Passage shown>
India and the West
THIS book was written principally to interpret India to America, but it should be read by everyone who is anxious to learn what India is thinking today. As Louis Bromfield says, the author has pre- sented India through the eyes of an Indian but in the idiom of an American, and so the people in it, their background, their customs and their traditions, become human and real.
Dr. Krishnalal Shridharani is a Hindu of the same caste as Mahatma Gandhi. He was born in a little Gujarat village in 1911, and he describes intimately his home life, his boyhood, his school- mates and his parents. A more attractive picture of life in a middle- class Hindu family would be hard to find. After leaving school; he went to Gandhi's ashram at Ahmedabad, where, like a number of students, he was put in prison for taking part in the civil dis- obedience movement. But the ordeal was not very severe ; the prisoners were sent up to Nasik for the hot weather, and he spent some of his time in writing a love-poem for his English warder! After his release he attended classes at Shantiniketan, Rabindranath Tagore's famous academy, and then took ship to America in order to complete his education at Columbia University. We need scarcely be surprised at the distorted ideas that Americans have about India when we read of the queer assortment of Indians whom Dr. Shri- dharani came across there. Most of them were charlatans, like Swami Sulaiman, with his twenty-five dollar courses in Yogic Breathing, or Princess Sobrawallah, with her secret recipe for cooking Bombay duck. At his first dinner party, Dr. Shridharani was puzzled to find a coil of rope lying on the drawing-room floor ; but the mystery was solved when his hostess solemnly announced, " And now our distinguished guest from India, that land of mystery, will perform the rope-trick." India is always to the man in the street a land of mystery ; even hair tonics are advertised as made in India.
Dr. Shridharani devotes much of his book to a comparison between oriental and occidental culture, and his remarks upon the difference between Indian and European music and painting are particularly illuminating. The old masters in India, he -says, hardly ever painted from models, seeing little beauty in western painters' painstakingly accurate and photographic compositions. The Hindu artist illuminates reality through metaphysical flights. So, too, he defends what some western thinkers have called the negative quality of Hindu reasoning. The Hindu philosopher does not display the arrogance of creating God in man's image, yet he does not dismiss- the unknown as unreal. Both western and eastern minds are engaged in tracking down reality ; but the former is intent on the physical, and the latter on the metaphysical.

Stated exercise>
According to the book review above, at which university did Dr. Shridharani go to America to complete his education?

Shape boundary entries>
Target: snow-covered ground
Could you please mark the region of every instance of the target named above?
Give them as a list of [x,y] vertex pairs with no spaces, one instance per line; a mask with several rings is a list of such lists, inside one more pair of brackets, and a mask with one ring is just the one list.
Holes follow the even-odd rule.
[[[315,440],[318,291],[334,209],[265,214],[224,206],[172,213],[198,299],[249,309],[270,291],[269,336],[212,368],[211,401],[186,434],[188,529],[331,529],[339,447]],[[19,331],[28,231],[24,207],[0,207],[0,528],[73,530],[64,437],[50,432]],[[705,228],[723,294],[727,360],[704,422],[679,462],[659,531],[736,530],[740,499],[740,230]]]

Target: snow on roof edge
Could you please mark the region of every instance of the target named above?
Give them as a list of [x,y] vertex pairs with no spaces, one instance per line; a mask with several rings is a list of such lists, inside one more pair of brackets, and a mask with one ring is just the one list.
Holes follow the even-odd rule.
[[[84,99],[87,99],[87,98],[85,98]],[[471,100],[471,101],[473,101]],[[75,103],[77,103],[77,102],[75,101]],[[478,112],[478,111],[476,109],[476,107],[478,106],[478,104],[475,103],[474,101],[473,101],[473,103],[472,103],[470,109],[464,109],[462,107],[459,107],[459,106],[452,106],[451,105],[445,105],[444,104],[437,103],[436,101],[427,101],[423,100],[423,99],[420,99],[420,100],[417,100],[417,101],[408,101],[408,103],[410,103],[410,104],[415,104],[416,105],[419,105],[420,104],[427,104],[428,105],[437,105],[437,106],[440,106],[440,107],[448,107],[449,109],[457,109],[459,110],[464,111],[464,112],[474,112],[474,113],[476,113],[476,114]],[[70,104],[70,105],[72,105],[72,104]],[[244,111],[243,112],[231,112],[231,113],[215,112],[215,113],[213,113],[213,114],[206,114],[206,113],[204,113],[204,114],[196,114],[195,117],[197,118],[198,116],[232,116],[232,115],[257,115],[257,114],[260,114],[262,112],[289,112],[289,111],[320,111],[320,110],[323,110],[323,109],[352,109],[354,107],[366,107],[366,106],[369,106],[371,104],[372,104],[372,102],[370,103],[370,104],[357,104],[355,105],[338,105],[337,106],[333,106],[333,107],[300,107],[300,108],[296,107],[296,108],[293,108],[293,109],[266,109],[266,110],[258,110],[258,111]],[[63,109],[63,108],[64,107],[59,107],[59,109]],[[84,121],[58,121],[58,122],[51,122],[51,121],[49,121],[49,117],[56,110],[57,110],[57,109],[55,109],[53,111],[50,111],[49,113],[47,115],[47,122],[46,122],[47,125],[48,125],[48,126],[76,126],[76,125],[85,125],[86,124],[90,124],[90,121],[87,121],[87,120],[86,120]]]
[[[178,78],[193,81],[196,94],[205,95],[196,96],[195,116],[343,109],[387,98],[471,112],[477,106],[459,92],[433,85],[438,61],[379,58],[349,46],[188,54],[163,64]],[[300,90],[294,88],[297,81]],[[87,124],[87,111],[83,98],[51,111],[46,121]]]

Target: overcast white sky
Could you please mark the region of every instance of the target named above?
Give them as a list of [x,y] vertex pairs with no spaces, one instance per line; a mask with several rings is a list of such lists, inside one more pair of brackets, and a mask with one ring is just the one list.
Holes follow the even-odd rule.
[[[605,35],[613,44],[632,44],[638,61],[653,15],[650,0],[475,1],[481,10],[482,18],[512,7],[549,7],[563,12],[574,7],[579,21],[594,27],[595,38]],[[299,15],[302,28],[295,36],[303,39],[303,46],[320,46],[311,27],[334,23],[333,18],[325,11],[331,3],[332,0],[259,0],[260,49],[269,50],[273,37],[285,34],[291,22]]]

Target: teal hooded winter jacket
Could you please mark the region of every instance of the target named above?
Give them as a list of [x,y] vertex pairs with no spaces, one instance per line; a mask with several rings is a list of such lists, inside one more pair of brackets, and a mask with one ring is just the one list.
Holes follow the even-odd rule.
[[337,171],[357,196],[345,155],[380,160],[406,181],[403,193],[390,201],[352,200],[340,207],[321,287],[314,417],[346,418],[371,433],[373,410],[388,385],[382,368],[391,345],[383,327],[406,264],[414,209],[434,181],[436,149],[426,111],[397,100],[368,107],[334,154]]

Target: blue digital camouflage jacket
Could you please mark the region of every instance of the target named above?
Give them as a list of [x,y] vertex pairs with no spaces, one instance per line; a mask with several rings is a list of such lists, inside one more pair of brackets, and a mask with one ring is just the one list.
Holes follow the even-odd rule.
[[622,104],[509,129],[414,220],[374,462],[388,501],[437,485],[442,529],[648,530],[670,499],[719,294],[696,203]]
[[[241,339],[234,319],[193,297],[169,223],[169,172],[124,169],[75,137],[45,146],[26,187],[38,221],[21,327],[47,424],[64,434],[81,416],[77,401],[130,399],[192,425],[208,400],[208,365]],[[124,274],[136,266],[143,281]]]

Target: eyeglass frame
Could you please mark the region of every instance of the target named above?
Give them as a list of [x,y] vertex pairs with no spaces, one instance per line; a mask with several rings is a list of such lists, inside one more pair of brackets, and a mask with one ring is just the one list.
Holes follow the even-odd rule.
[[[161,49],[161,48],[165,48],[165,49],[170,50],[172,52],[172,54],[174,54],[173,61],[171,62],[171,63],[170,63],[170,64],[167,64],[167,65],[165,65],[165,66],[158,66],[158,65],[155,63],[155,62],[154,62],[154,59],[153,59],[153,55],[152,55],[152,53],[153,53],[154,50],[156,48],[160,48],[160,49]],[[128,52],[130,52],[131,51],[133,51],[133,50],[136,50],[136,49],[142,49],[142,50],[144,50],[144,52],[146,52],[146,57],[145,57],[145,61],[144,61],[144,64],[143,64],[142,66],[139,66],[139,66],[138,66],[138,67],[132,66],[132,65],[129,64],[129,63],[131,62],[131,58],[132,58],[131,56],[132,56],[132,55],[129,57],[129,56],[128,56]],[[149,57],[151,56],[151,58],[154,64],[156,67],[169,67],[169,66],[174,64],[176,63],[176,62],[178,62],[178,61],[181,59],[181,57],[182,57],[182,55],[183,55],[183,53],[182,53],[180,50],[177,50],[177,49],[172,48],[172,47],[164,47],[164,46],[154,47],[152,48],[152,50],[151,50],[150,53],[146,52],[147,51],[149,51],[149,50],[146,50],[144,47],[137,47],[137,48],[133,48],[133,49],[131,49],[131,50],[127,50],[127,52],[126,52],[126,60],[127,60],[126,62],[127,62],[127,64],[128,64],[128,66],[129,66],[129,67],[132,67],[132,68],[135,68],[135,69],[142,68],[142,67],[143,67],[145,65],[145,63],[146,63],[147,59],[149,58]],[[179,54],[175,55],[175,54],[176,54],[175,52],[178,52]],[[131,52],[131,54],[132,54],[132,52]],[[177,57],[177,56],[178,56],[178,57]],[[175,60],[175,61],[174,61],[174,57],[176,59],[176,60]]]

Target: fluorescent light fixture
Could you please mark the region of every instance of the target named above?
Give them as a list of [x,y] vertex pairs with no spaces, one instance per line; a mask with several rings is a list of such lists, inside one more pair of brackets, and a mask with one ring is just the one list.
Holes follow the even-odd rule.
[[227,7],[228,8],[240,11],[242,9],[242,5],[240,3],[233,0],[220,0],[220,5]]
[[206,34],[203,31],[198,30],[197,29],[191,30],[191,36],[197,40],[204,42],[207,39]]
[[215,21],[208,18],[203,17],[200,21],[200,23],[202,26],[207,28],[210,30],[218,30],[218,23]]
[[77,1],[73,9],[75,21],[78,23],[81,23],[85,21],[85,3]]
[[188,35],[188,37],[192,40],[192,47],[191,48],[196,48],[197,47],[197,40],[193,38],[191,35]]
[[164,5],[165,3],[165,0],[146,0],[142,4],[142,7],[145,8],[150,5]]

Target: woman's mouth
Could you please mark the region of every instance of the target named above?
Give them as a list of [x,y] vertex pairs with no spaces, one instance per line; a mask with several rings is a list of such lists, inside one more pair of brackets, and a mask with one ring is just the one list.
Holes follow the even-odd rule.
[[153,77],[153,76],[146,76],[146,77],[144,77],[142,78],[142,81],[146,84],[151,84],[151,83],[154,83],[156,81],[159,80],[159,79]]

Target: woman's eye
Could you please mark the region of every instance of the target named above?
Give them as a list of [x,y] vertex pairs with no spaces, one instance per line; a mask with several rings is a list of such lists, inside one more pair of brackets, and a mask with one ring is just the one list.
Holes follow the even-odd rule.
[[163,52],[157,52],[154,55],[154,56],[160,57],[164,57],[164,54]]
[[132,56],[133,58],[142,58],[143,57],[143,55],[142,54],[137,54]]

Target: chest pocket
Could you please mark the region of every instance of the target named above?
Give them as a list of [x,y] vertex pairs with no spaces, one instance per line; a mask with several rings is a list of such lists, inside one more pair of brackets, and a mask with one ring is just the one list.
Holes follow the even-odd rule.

Finished task>
Columbia University